- Gewünschte Ausgabe
Schreibe den Textauszug über die betrügerische E-Mail eines angeblichen syrischen Flüchtlings im Anschluss an seinen letzten Satz weiter.

- Textauszug
•••

Kein Unfall, keine Umweltkatastrophe und auch sonst keine Krise, die von Trickbetrügern nicht schamlos ausgenutzt wird: Selbst die grösste Flüchtlingskrise in Europa seit dem Zweiten Weltkrieg muss für einen alten Abzocker-Trick im Internet herhalten. 

Schon seit einigen Tagen flattert eine betrügerische E-Mail eines angeblichen syrischen Flüchtlings auch bei Schweizern in den Maileingang. «Ich schreibe Ihnen, um Ihnen privat meine Qual in Syrien mitzuteilen», lautet der Betreff der E-Mail. Die in gutem Deutsch verfasste Nachricht beginnt mit dem Satz:

«Mein Name ist Marwan Abadi, syrischer Staatsbürger. Mein Vater wurde in einer Stadt in Syrien getötet und sein Unternehmen niedergebrannt, weil er Rebellen unterstützt hat.»

Nun bittet Abadi um Hilfe:

«Daher musste ich mit meiner Frau und Kindern flüchten und bin nun in einem Flüchtlingscamp in Syrien. Vor seinem Tod hat mein Vater 11,8 Millionen Euro (elf Millionen acht hundert tausend Euro) bei einer Sicherheitsfirma hinterlegt.»

Uns schwant bereits etwas – und tatsächlich: Abadi möchte, dass wir ihm helfen, sein Geld in Syrien nach Europa zu überweisen. So könne er bei uns eine neue Existenz aufbauen. Nun sucht der gute Mann nach Geschäftspartnern und lässt uns auch gleich konkret wissen, wie wir helfen können.

«Es gibt zwei Möglichkeiten wie die Überweisung geschehen kann. Das Kapital kann auf Ihr Konto überwiesen werden oder in bar von einem registrierten Diplomaten in Ihr Land gesendet werden. Ich kann versichern, dass die Überweisung reibungslos verläuft.»

•••

- Vorliegende Einträge
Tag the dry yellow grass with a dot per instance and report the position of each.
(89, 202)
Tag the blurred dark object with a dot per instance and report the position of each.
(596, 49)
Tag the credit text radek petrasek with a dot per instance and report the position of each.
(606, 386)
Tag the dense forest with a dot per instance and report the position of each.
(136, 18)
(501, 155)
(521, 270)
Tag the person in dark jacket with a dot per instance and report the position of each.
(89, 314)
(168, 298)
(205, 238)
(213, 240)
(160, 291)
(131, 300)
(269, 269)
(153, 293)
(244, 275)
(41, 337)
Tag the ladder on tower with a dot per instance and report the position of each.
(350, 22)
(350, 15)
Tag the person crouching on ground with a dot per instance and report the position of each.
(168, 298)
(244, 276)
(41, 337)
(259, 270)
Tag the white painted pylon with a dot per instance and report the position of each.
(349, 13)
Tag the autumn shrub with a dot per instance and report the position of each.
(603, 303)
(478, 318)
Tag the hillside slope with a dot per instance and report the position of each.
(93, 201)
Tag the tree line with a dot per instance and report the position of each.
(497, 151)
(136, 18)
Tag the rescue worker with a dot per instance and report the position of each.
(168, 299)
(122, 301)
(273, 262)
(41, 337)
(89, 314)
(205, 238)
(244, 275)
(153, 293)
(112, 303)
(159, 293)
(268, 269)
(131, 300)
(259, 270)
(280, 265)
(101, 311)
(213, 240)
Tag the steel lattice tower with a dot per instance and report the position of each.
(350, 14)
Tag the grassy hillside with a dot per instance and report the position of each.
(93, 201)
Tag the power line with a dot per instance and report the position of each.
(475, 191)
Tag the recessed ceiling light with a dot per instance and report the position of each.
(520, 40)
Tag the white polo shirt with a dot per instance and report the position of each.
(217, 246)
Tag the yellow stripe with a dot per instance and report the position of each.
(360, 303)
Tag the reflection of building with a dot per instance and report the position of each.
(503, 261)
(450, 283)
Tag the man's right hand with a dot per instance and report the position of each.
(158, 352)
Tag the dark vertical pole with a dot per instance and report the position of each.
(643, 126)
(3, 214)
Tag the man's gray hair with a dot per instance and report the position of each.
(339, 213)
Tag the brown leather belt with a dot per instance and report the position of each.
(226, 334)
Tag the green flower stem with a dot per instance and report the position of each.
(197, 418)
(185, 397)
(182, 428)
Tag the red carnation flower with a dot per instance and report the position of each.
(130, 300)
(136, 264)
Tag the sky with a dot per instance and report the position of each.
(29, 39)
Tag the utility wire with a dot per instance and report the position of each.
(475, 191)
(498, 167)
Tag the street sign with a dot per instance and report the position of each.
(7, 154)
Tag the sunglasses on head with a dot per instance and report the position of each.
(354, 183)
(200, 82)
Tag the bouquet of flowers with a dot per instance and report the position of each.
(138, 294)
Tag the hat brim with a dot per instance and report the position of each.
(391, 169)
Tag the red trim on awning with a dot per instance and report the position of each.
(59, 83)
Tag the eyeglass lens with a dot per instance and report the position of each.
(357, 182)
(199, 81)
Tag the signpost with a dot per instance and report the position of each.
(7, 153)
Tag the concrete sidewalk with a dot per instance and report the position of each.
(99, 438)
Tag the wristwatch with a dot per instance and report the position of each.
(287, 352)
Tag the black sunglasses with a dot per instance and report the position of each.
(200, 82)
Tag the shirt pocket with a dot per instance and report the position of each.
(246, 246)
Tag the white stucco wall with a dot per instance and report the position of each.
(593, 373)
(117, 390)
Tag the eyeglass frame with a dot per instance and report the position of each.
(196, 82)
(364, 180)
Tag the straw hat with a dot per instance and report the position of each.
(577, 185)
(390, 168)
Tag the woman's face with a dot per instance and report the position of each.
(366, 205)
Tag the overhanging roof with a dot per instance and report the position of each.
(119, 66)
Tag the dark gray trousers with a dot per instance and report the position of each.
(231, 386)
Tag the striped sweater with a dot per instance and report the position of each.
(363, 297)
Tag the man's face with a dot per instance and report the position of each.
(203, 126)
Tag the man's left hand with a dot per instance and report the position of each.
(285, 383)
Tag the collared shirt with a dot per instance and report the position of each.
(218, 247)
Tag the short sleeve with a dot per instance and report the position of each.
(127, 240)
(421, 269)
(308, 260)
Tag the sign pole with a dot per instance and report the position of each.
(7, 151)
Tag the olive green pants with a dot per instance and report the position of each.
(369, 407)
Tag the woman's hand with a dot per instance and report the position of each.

•••

- Antwort
«Die Gruppierungen, die hinter organisiertem Vorschussbetrug stecken, kommen aus Westafrika, Nigeria, aber auch der Elfenbeinküste», heisst es bei der Schweizerischen Kriminalprävention. Darauf liessen zumindest Hinweise der Strafverfolgungsbehörden schliessen. Auf den ersten Blick scheinen Betrugsversuche mit der Flüchtlingskrise noch die Ausnahme zu sein. Die Meldestelle beim Bundesamt für Polizei fedpol hat «bisher keine Meldungen zu Betrugsmaschen erhalten, die auf die Flüchtlingskrise Bezug nehmen». Entsprechend sind auch keine Schadensfälle bekannt.

Das könnte daran liegen, dass die Opfer ihren Fehler erst später bemerken und sich daher auch erst künftig bei den Behörden melden. Da die Masche inzwischen weitherum bekannt ist, dürften neue betrügerische E-Mails den Behörden zudem seltener gemeldet werden.

Die Frage bleibt, warum seit Jahren oder besser Jahrzehnten immer wieder Menschen auf die Mitleidsmasche der Betrüger hereinfallen. Eine mögliche Erklärung klingt zunächst paradox, ist auf den zweiten Blick aber durchaus plausibel.

Ablauf des Tricks und Erkennungsmerkmale
Das potenzielle Opfer erhält ein E-Mail, mitunter auch noch Faxe oder Briefe, in denen die Betrüger mitteilen, dass man ein Millionenvermögen ausser Landes schaffen müsse.

Dazu benötige man die Dienste der auserkorenen Person und man sei durch Empfehlung auf sie als besonders ehrlichen Menschen aufmerksam gemacht worden.

Selbstverständlich erhalte man dafür, je nach Absender, zwischen 5 und 30 Prozent Provision, was dann schnell mal 3 bis 100 Mio. Franken entspricht.

«Um nun die Transaktion aber abwickeln zu können, wird ein Zeichen Ihrer ‹Ehrlichkeit› erwartet und dies bedeutet, man erwartet zunächst Geld von Ihnen oder eine Probeüberweisung oder ähnlich unsinnige Begründungen, wie z. B. angebliche Überweisungsgebühren, Reisekosten, Anwaltsgebühren, Schmiergelder, Steuern, Bussen etc., um an Ihr Geld zu kommen.» 

Es gab auch Fälle, in denen ein Treffen arrangiert wurde.

Wenn man die Überweisung getätigt hat, kann man sicher sein, nie wieder etwas von den Betrügern zu hören und das Geld ist weg.

Aber die Adresse des Opfers wird weiter gereicht an andere Betrüger und schon bald bekommt man Post, diesmal mit einer neuen Methode. (Quelle/Mehr Infos: Schweizerische Kriminalprävention)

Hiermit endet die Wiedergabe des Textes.